*EXTRACTED TEXT*.
▼
Using the same methodology, which prioritises nations’ historical responsibility and financial capacity to act, the US branch of Climate Action Network (CAN) has called for a “fair share” target of cutting US emissions by 195% below 2005 levels by 2030. NGOs in the UK have called for a similar reduction target of 200% below 1990 levels.
In both cases, national “fair shares” far exceed their emissions today, meaning that to achieve equitable outcomes the countries would be required to contribute significant financial support to ensure cuts in other countries. (See: Climate debt and climate finance.)
By contrast, as the chart below from 2018 shows, the CERP approach suggests that the global south, including large emerging economies, have been taking on their fair shares. (The black horizontal lines show the amount of emissions reductions per capita in 2030, as implied by the nation’s NDC at the time, compared to the coloured lines which show “fair” reductions under different equity settings.)
The Civil Society Review notes that despite China and India meeting its definition of fair shares, they would still need to undertake far greater emissions cuts in the future, supported by international finance, or the 1.5C goal will be “quite impossible”.
However, it notes that it is “hard to see how this could possibly happen while the richer countries continue to expect a free ride”.
Other attempts to calculate “fair shares” place greater responsibility on global south nations.
For example, in its most recent update, Climate Action Tracker (CAT) – an independent analysis of climate pledges produced by two research organisations – deemed both India and China’s commitments to be “highly insufficient” based on their “fair shares”.
CAT has developed its own methodology based on a review of dozens of papers examining “fair shares”, which gives equal weight to equity considerations beyond historical responsibility and capacity, such as the relative cost-effectiveness of climate action.
Höhne, who leads CAT, tells Carbon Brief that while it is “super clear” that industrialised countries need to support other nations financially:
“…the closer we come to the 1.5C limit, the less relevant is the question of what is a fair share because we simply have to reduce emissions drastically. Everybody has to do it.”
They argue that, otherwise, wealthy nations get a free pass for using emissions-intensive products that are made in countries such as China.
While the international reporting system is based on territorial emissions, even splitting up emissions by country could be viewed as an imperfect way of deciding fairness, given the large financial and emissions-related inequality that exists in many societies.
Dr Saleemul Huq, who is based at ICCCAD, says this “rich people vs. poor people” framing is important when discussing climate justice.
“Those of us who produce more than our fair share of emissions – and I include myself in that group – we owe something to the victims of our pollution.”
This is recognised in the Bali Principles of Climate Justice, developed by NGOs in 2002, which note that “unsustainable consumption exists primarily in the north, but also among elites within the south”. Indian journalist Praful Bidwai has described the focus on national per capita emissions as “a shield that enables India’s elite to hide behind the poor”.
▲
Records contained in a dataset
▼
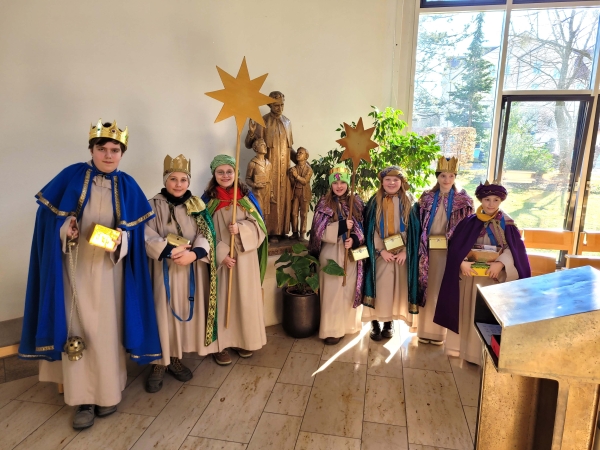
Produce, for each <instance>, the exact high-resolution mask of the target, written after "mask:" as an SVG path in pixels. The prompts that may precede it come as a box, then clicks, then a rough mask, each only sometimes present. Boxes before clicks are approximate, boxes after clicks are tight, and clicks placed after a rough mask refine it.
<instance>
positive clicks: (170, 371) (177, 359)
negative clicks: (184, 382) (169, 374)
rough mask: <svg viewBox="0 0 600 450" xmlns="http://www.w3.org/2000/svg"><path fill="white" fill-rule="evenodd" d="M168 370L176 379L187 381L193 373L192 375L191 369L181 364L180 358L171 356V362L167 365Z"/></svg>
mask: <svg viewBox="0 0 600 450" xmlns="http://www.w3.org/2000/svg"><path fill="white" fill-rule="evenodd" d="M168 369H169V372H171V375H173V376H174V377H175V379H176V380H179V381H189V380H191V379H192V377H193V376H194V375H192V371H191V370H190V369H188V368H187V367H185V366H184V365H183V364H181V360H180V359H179V358H173V357H172V356H171V364H169V366H168Z"/></svg>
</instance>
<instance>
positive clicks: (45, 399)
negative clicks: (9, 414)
mask: <svg viewBox="0 0 600 450" xmlns="http://www.w3.org/2000/svg"><path fill="white" fill-rule="evenodd" d="M17 400H22V401H24V402H35V403H49V404H51V405H60V406H63V405H64V404H65V400H64V396H63V395H62V394H59V393H58V385H57V384H56V383H47V382H43V381H40V382H39V383H37V384H34V385H33V386H31V387H30V388H29V389H28V390H27V391H25V392H23V393H22V394H21V395H19V396H18V397H17Z"/></svg>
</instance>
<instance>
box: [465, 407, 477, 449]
mask: <svg viewBox="0 0 600 450" xmlns="http://www.w3.org/2000/svg"><path fill="white" fill-rule="evenodd" d="M463 409H464V410H465V417H466V418H467V425H469V431H470V432H471V439H472V440H473V441H475V431H476V429H477V407H476V406H463Z"/></svg>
▲
*TASK INSTRUCTIONS*.
1. Answer these questions from the climate fair-shares text:
(a) What emissions target has the US branch of Climate Action Network called for?
(b) How did Climate Action Tracker rate the commitments of India and China in its most recent update?
(c) Who developed the Bali Principles of Climate Justice, and in what year?
2. Which lines of the listing contain the string "negative"? Collect each of them.

*ANSWER SET*.
1.
(a) A "fair share" target of cutting US emissions by 195% below 2005 levels by 2030.
(b) It deemed both to be "highly insufficient" based on their "fair shares."
(c) NGOs developed them in 2002.

2.
negative clicks: (184, 382) (169, 374)
negative clicks: (9, 414)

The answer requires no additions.